The exercise:
How many lines below contain the string "wrapping"? Tally them and give only the number.

Lines pointing to named objects:

-------------------------

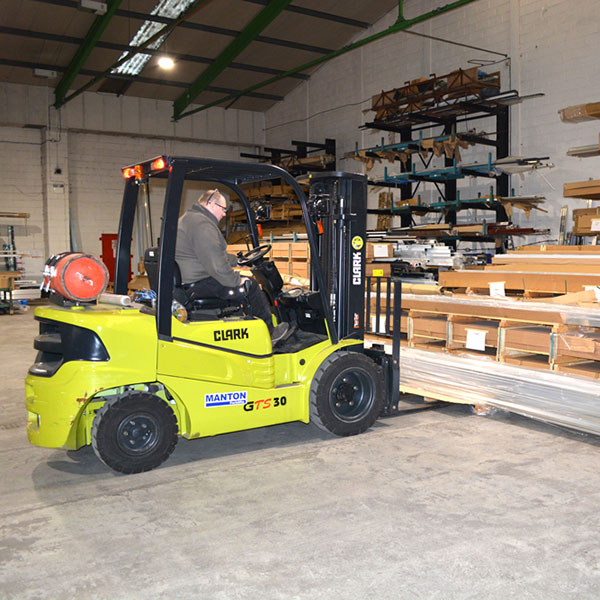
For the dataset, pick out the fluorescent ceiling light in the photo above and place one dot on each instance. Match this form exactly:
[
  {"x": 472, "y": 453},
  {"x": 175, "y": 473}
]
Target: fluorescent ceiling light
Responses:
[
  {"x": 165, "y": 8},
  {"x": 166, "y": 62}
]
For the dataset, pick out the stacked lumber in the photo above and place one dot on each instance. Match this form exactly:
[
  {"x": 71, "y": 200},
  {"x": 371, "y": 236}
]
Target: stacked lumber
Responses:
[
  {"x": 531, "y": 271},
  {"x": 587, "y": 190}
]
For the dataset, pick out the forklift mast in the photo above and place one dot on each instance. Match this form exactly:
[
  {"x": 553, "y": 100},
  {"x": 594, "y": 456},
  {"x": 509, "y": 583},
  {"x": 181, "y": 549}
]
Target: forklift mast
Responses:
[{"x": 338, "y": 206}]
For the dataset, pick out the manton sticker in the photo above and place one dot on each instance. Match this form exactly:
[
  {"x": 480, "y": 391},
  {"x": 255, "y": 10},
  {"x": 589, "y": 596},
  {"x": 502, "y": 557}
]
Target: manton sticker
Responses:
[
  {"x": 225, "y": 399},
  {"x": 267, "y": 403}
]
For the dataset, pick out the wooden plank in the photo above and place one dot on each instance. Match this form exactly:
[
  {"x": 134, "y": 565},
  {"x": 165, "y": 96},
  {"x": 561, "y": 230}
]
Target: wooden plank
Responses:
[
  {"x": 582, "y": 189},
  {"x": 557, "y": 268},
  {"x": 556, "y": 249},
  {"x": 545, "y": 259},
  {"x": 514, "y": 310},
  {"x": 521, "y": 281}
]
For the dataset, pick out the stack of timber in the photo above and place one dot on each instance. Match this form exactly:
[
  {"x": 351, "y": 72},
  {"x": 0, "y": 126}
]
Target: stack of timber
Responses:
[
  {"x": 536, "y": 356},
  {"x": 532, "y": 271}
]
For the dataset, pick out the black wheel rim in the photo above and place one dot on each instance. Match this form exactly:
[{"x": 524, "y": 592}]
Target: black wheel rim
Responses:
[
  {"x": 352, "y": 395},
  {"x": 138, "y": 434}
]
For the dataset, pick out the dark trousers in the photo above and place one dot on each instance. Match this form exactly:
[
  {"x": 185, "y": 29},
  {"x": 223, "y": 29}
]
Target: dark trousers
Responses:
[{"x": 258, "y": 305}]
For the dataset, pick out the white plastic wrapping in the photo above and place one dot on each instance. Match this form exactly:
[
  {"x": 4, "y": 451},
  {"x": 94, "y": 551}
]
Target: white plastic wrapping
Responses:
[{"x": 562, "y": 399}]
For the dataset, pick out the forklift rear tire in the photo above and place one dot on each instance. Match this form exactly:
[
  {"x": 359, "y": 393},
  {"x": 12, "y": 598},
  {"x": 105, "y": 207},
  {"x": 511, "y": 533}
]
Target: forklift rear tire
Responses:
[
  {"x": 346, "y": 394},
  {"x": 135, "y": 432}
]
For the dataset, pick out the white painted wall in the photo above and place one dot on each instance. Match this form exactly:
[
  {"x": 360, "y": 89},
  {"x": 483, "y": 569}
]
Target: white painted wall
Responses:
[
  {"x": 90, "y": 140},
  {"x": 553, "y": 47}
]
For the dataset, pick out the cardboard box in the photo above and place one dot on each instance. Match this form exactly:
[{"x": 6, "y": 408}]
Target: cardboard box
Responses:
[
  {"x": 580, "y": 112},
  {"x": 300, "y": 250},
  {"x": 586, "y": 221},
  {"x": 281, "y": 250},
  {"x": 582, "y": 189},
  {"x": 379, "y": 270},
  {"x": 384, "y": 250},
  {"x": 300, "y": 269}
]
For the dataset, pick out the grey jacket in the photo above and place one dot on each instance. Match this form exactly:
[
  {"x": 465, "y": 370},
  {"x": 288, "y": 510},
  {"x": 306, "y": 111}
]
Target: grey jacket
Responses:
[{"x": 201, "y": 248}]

-------------------------

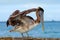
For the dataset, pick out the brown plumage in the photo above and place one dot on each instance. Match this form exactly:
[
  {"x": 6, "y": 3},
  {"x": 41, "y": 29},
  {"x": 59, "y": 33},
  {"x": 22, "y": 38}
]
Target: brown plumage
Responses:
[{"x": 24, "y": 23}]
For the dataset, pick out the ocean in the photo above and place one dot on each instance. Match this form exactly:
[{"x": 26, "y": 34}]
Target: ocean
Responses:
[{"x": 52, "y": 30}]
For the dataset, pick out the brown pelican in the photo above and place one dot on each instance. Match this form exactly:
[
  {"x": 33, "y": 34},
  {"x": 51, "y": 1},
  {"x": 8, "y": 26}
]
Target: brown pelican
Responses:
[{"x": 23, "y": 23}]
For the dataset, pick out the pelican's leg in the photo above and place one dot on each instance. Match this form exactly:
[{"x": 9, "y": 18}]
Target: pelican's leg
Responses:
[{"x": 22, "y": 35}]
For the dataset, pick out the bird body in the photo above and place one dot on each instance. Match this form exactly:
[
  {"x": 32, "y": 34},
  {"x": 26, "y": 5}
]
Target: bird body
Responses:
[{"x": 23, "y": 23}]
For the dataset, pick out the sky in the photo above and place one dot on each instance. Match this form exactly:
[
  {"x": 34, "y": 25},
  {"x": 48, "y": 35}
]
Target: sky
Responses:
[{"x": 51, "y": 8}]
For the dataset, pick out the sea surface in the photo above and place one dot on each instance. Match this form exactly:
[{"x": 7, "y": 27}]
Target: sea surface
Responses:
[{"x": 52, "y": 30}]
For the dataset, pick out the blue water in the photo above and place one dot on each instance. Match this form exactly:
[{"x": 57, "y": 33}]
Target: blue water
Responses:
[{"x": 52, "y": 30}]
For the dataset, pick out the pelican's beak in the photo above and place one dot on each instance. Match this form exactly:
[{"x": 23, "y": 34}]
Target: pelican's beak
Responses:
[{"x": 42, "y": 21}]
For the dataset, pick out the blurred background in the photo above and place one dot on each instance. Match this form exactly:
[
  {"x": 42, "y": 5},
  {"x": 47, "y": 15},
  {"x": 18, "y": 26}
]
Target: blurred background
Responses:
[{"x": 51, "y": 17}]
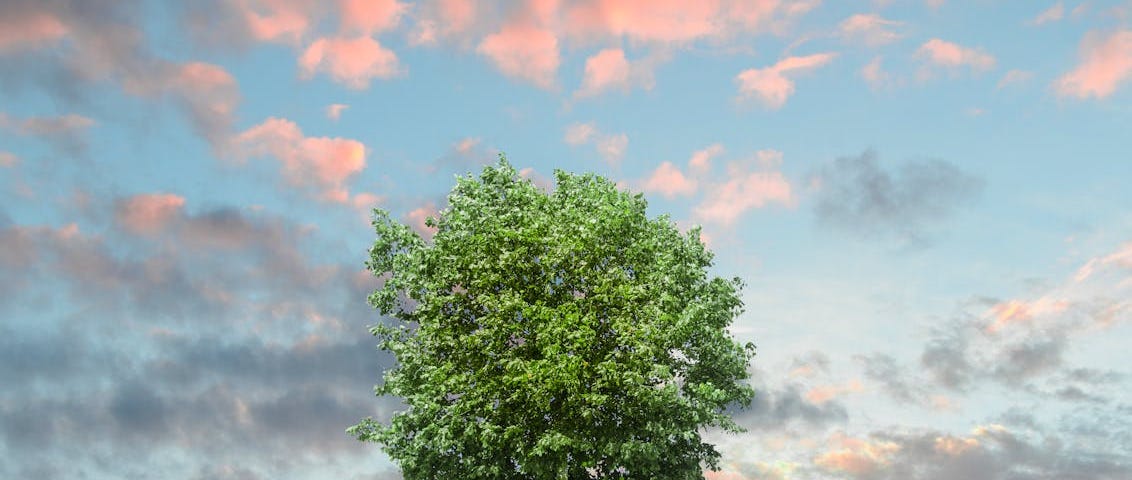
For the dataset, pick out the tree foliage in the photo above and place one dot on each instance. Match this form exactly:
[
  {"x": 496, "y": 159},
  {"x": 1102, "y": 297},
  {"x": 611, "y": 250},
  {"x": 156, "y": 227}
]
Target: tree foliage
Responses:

-------------------------

Expected output:
2